MATERIAL:
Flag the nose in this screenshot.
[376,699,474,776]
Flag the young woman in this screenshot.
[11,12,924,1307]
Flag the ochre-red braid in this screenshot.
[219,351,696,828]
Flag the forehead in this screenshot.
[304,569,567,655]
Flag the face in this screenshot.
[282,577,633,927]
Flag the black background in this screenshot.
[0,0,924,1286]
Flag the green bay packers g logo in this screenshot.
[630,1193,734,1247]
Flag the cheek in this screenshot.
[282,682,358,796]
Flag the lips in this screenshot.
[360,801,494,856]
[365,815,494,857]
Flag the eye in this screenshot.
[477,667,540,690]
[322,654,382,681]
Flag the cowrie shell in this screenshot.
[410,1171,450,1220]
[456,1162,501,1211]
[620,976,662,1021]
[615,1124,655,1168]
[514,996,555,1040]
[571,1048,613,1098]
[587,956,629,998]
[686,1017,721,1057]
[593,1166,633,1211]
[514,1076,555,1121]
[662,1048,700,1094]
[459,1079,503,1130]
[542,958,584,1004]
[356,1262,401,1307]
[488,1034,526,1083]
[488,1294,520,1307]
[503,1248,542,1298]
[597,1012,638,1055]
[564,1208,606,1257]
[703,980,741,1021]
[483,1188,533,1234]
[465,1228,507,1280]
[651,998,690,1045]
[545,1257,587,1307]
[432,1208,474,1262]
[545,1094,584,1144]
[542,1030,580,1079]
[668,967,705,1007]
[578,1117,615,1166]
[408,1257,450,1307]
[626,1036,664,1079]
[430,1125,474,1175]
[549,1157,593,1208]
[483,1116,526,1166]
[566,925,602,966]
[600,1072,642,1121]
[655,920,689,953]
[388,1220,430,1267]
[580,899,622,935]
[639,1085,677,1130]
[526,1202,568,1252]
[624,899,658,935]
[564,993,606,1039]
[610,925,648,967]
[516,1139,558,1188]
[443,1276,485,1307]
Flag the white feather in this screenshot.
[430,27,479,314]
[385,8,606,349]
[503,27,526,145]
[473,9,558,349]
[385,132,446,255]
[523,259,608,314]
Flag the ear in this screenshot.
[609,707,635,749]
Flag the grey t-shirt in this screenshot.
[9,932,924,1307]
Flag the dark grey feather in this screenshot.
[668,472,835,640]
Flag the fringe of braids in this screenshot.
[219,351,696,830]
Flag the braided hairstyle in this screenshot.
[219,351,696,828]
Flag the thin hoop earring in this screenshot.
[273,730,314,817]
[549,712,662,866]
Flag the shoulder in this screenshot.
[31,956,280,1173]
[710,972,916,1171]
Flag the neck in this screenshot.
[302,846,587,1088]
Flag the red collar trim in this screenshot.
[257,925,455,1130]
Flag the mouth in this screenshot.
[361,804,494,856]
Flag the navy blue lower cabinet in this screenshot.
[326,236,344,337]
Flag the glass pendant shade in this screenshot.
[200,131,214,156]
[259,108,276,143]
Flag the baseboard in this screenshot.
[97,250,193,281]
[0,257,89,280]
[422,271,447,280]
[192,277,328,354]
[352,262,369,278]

--

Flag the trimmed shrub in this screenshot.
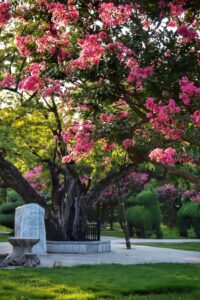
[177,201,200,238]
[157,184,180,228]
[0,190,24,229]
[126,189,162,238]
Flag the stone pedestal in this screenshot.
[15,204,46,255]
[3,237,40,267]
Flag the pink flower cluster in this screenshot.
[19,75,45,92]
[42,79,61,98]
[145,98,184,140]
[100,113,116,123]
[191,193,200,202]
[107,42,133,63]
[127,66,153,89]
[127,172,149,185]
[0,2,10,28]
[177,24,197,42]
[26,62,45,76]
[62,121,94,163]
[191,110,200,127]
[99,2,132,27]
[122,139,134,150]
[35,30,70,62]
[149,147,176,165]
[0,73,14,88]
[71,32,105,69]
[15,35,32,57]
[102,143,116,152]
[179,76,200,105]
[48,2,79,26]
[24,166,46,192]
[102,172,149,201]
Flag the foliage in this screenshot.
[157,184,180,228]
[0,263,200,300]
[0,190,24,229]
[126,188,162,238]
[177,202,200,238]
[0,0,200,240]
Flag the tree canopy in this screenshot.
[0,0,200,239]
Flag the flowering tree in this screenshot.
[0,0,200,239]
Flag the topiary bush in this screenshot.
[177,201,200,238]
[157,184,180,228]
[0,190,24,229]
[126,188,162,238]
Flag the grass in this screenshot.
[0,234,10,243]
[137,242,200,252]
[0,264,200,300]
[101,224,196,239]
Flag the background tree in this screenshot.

* * *

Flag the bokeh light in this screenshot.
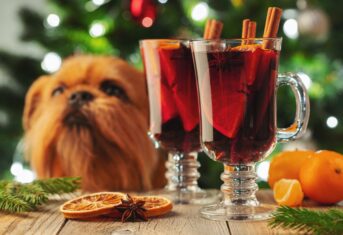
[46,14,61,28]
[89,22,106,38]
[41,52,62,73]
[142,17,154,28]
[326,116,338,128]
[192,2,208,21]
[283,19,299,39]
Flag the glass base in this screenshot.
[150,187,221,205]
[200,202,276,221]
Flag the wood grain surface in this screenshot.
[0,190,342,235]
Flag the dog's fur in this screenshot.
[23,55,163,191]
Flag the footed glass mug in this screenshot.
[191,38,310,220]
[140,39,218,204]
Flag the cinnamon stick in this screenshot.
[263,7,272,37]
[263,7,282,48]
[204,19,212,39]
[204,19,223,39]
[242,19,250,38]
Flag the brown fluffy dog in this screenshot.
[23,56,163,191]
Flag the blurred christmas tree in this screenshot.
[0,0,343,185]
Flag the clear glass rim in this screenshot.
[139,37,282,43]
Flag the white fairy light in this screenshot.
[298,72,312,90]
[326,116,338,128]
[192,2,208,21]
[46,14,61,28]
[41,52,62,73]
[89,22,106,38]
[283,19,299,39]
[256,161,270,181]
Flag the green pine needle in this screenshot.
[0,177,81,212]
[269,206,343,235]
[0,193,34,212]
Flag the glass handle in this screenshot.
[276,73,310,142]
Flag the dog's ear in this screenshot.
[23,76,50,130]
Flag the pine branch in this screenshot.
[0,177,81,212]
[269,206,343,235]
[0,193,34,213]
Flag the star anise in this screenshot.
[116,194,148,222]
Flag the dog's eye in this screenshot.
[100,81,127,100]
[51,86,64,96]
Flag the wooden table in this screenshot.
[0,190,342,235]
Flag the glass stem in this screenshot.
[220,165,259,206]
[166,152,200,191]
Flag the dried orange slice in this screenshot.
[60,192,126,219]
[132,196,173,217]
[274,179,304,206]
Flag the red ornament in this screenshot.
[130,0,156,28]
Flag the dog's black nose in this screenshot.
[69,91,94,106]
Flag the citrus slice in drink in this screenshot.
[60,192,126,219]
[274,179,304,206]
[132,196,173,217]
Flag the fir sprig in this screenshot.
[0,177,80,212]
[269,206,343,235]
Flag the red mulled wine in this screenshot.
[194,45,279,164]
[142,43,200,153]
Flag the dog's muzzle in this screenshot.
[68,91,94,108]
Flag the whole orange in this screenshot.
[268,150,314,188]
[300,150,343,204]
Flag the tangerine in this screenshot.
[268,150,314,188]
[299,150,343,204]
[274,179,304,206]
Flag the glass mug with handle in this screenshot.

WRITTEN PROBLEM:
Copy the stretch of records from the line containing "Flag the neck in this screenshot." through the line containing "[352,262,369,278]", keeping every line unchanged.

OUTPUT OF THE EXERCISE:
Flag the neck in this screenshot.
[302,846,587,1088]
Flag the red collar trim in this screenshot.
[257,925,455,1130]
Flag the mouth in this screenshot.
[361,804,494,856]
Flag the navy blue lower cabinet in this screenshot.
[326,236,344,337]
Flag the glass pendant shade in this screenshot.
[200,131,214,156]
[259,108,276,143]
Flag the baseboard in this screenshot.
[97,250,193,281]
[0,257,89,280]
[422,271,447,280]
[192,277,328,354]
[352,262,369,278]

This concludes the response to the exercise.